* begin TEXT EXCERPT *

Elon Musk, Bob Iger Leave Trump's Advisory Councils After Administration's Split From Paris Climate Accord [Updated]
Elon Musk says he's leaving two White House advisory councils as a response to President Trump's decision to withdraw the U.S. from the Paris Climate Accord. Musk had served on two panels that focused, separately, on manufacturing and economics, reports the L.A. Times.
Musk announced his decision on, what else, Twitter:
Am departing presidential councils. Climate change is real. Leaving Paris is not good for America or the world.— Elon Musk (@elonmusk) June 1, 2017
He followed it up with tweet reminding us that China is making strides under the Paris Climate Accord:
Musk had made his stance clear during the days before Trump's decision:
Don't know which way Paris will go, but I've done all I can to advise directly to POTUS, through others in WH & via councils, that we remain— Elon Musk (@elonmusk) May 31, 2017
Other notable figures in tech made similar pleas with the President—according to Bloomberg, Apple's Tim Cook had personally called the White House to urge the president to stay with the agreement.
Musk's decision to join the President's advisory team was marked with controversy, as some had criticized Musk for associating with Trump (the two men are ideologically opposed on the topic of climate change, among other things). Musk also met backlash for his support of Trump's decision to establish Rex Tillerson as Secretary of State.
Responding to the criticism, Musk has maintained that he's serving on the councils to "make a positive contribution." When the first iteration of the travel ban was announced in January, the pressure for Musk to quit the team intensified. As reported at Fortune, Musk decided to stay on, saying in a statement that while he opposed the ban, he also thought his presence could help "accelerate the world’s transition to sustainable energy and to help make humanity a multi-planet civilization, a consequence of which will be the creation of hundreds of thousands of jobs and a more inspiring future for all." He added, "I believe at this time that engaging on critical issues will on balance serve the greater good."
In January, Musk spoke with Gizmodo about the prospect of a carbon tax that's used to, theoretically, help reduce emissions. When asked about the plausibility of a carbon tax in a Trump administration (Gizmodo noted that the President had made claims that global warming is a hoax), Musk said that the publication was "missing the point," adding that, "This is something we need to strive for and the more voices of reason that the President hears, the better. Simply attacking him will achieve nothing. Are you aware of a single case where Trump bowed to protests or media attacks? Better that there are open channels of communication."

* end TEXT EXCERPT *
* begin ENTRIES PROVIDED *

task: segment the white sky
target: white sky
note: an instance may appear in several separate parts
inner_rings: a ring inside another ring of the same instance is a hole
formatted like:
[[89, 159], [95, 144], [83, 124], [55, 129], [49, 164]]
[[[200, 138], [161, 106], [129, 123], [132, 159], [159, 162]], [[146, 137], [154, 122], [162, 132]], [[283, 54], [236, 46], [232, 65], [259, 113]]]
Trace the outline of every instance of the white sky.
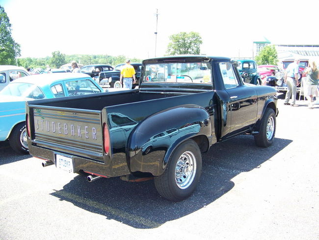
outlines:
[[[63, 54], [154, 57], [165, 54], [169, 36], [198, 32], [201, 52], [252, 57], [253, 42], [319, 44], [319, 1], [281, 0], [0, 0], [22, 57]], [[301, 5], [303, 5], [301, 7]]]

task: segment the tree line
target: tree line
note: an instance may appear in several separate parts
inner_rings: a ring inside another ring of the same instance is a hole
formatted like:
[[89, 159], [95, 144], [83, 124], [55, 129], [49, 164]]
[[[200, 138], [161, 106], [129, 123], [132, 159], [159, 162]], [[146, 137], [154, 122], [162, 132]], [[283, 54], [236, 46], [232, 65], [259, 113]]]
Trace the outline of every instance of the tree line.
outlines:
[[[49, 65], [52, 68], [59, 68], [61, 66], [66, 63], [69, 63], [75, 61], [78, 63], [83, 65], [90, 64], [108, 64], [115, 66], [119, 63], [125, 62], [127, 58], [123, 55], [111, 56], [109, 55], [66, 55], [57, 51], [52, 53], [51, 57], [46, 58], [25, 58], [18, 59], [18, 64], [19, 66], [26, 68], [40, 68], [45, 69]], [[132, 62], [140, 62], [141, 60], [133, 58], [130, 59]]]

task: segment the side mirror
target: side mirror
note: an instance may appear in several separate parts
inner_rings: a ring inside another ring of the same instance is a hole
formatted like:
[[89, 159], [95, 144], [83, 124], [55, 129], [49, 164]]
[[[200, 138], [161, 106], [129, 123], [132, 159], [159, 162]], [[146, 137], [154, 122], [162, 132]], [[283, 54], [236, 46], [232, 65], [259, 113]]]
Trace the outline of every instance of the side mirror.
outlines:
[[230, 63], [232, 63], [234, 67], [237, 68], [239, 66], [239, 63], [238, 62], [235, 60], [231, 60]]

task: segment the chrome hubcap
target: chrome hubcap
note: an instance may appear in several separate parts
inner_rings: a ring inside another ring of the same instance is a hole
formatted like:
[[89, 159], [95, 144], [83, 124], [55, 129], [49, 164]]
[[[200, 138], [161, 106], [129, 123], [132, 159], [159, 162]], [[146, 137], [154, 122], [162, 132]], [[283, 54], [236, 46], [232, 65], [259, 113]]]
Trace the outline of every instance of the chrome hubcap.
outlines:
[[273, 117], [270, 117], [268, 120], [267, 122], [267, 130], [266, 135], [267, 135], [267, 139], [270, 140], [273, 136], [274, 130], [275, 129], [275, 121]]
[[27, 140], [27, 129], [25, 128], [20, 134], [20, 143], [24, 148], [28, 149]]
[[177, 161], [175, 167], [175, 181], [181, 189], [187, 188], [192, 183], [196, 174], [196, 158], [191, 151], [186, 151]]

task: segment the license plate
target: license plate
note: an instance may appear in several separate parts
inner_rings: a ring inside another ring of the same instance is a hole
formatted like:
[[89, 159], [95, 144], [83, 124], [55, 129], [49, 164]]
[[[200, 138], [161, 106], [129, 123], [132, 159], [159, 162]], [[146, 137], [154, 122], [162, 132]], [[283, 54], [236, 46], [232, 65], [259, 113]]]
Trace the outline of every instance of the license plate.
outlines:
[[73, 172], [73, 162], [71, 158], [56, 154], [55, 159], [56, 168], [66, 171], [69, 173]]

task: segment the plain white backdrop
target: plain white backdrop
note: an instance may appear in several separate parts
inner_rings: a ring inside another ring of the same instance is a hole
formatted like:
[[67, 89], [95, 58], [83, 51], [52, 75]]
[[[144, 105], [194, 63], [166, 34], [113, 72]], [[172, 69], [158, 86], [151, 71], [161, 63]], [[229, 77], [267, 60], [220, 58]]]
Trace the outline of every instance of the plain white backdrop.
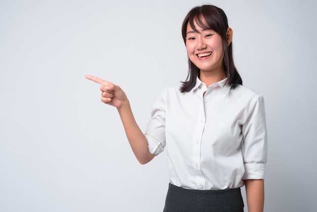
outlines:
[[265, 211], [315, 211], [313, 0], [0, 1], [0, 211], [163, 210], [166, 154], [139, 164], [84, 76], [120, 85], [145, 130], [158, 93], [185, 79], [181, 26], [203, 4], [224, 10], [244, 84], [264, 96]]

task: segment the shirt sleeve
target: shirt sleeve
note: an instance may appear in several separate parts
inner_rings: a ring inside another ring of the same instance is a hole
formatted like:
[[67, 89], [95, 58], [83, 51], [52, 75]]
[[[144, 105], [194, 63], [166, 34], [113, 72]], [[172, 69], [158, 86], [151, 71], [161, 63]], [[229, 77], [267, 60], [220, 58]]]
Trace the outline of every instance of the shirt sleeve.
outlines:
[[165, 92], [162, 92], [153, 105], [151, 119], [144, 133], [149, 152], [157, 155], [164, 150], [165, 142]]
[[264, 179], [267, 155], [264, 102], [258, 94], [250, 101], [249, 115], [242, 127], [245, 173], [243, 180]]

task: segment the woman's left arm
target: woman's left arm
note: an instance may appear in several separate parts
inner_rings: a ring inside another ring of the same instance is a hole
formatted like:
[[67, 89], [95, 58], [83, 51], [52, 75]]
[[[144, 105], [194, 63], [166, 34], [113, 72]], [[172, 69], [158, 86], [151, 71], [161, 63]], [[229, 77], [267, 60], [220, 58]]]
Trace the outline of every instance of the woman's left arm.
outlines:
[[245, 180], [244, 182], [249, 212], [263, 212], [264, 180]]

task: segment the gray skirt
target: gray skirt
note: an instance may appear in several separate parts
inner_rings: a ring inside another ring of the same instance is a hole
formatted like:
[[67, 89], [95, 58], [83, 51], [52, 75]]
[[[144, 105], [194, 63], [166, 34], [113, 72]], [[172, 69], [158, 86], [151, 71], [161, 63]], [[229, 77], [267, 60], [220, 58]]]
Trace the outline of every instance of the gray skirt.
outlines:
[[240, 188], [219, 190], [186, 189], [171, 183], [164, 212], [243, 212]]

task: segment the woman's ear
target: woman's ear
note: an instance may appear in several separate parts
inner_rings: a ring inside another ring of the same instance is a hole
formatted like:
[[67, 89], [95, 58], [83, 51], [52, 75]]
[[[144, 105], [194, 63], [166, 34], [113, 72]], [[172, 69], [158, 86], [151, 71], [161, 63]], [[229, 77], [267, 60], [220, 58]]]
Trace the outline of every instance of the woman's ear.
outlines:
[[232, 29], [230, 27], [228, 27], [227, 29], [227, 40], [228, 41], [228, 46], [231, 44], [231, 41], [232, 41], [232, 36], [233, 36], [233, 31], [232, 31]]

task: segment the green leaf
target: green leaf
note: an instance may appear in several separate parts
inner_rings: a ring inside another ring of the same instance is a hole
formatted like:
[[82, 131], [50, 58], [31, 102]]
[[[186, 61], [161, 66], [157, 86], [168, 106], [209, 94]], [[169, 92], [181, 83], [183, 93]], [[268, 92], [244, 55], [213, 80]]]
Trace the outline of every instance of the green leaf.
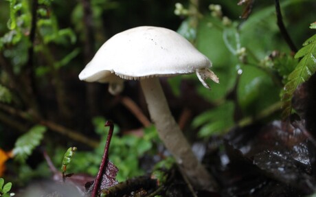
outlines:
[[[216, 19], [204, 17], [199, 22], [196, 40], [196, 48], [212, 61], [212, 70], [221, 82], [220, 84], [212, 83], [212, 91], [210, 91], [196, 81], [198, 93], [211, 102], [223, 99], [235, 85], [237, 76], [237, 58], [229, 58], [232, 54], [223, 39], [223, 28], [216, 27], [221, 24]], [[195, 75], [193, 76], [196, 78]]]
[[289, 76], [288, 82], [281, 92], [284, 119], [292, 112], [291, 99], [297, 86], [308, 80], [316, 71], [316, 34], [303, 43], [303, 47], [296, 53], [295, 58], [300, 60]]
[[196, 30], [190, 25], [190, 19], [183, 21], [177, 32], [190, 42], [196, 38]]
[[72, 157], [75, 154], [76, 150], [77, 150], [76, 147], [70, 147], [65, 153], [61, 166], [61, 170], [63, 173], [66, 172], [67, 167], [71, 162]]
[[237, 99], [243, 115], [256, 115], [280, 100], [280, 87], [263, 70], [243, 66], [237, 86]]
[[12, 183], [11, 182], [7, 183], [5, 185], [4, 185], [2, 189], [2, 192], [4, 194], [9, 192], [12, 187]]
[[40, 144], [46, 130], [45, 126], [34, 126], [27, 133], [19, 137], [13, 149], [14, 158], [24, 163], [32, 154], [33, 150]]
[[2, 186], [4, 184], [4, 179], [3, 178], [0, 178], [0, 189], [2, 189]]
[[10, 1], [10, 19], [8, 21], [8, 27], [12, 30], [16, 27], [16, 20], [15, 18], [16, 10], [14, 9], [16, 0], [9, 0]]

* end ENTRIES PROVIDED *

SHORT PROBLEM
Please restate the stretch of the article on Musk leaving Trump's councils from "Elon Musk, Bob" through "the L.A. Times.", renaming "Paris Climate Accord" to "Paris Agreement" each time it appears.

RESPONSE TO THE TASK
Elon Musk, Bob Iger Leave Trump's Advisory Councils After Administration's Split From Paris Agreement [Updated]
Elon Musk says he's leaving two White House advisory councils as a response to President Trump's decision to withdraw the U.S. from the Paris Agreement. Musk had served on two panels that focused, separately, on manufacturing and economics, reports the L.A. Times.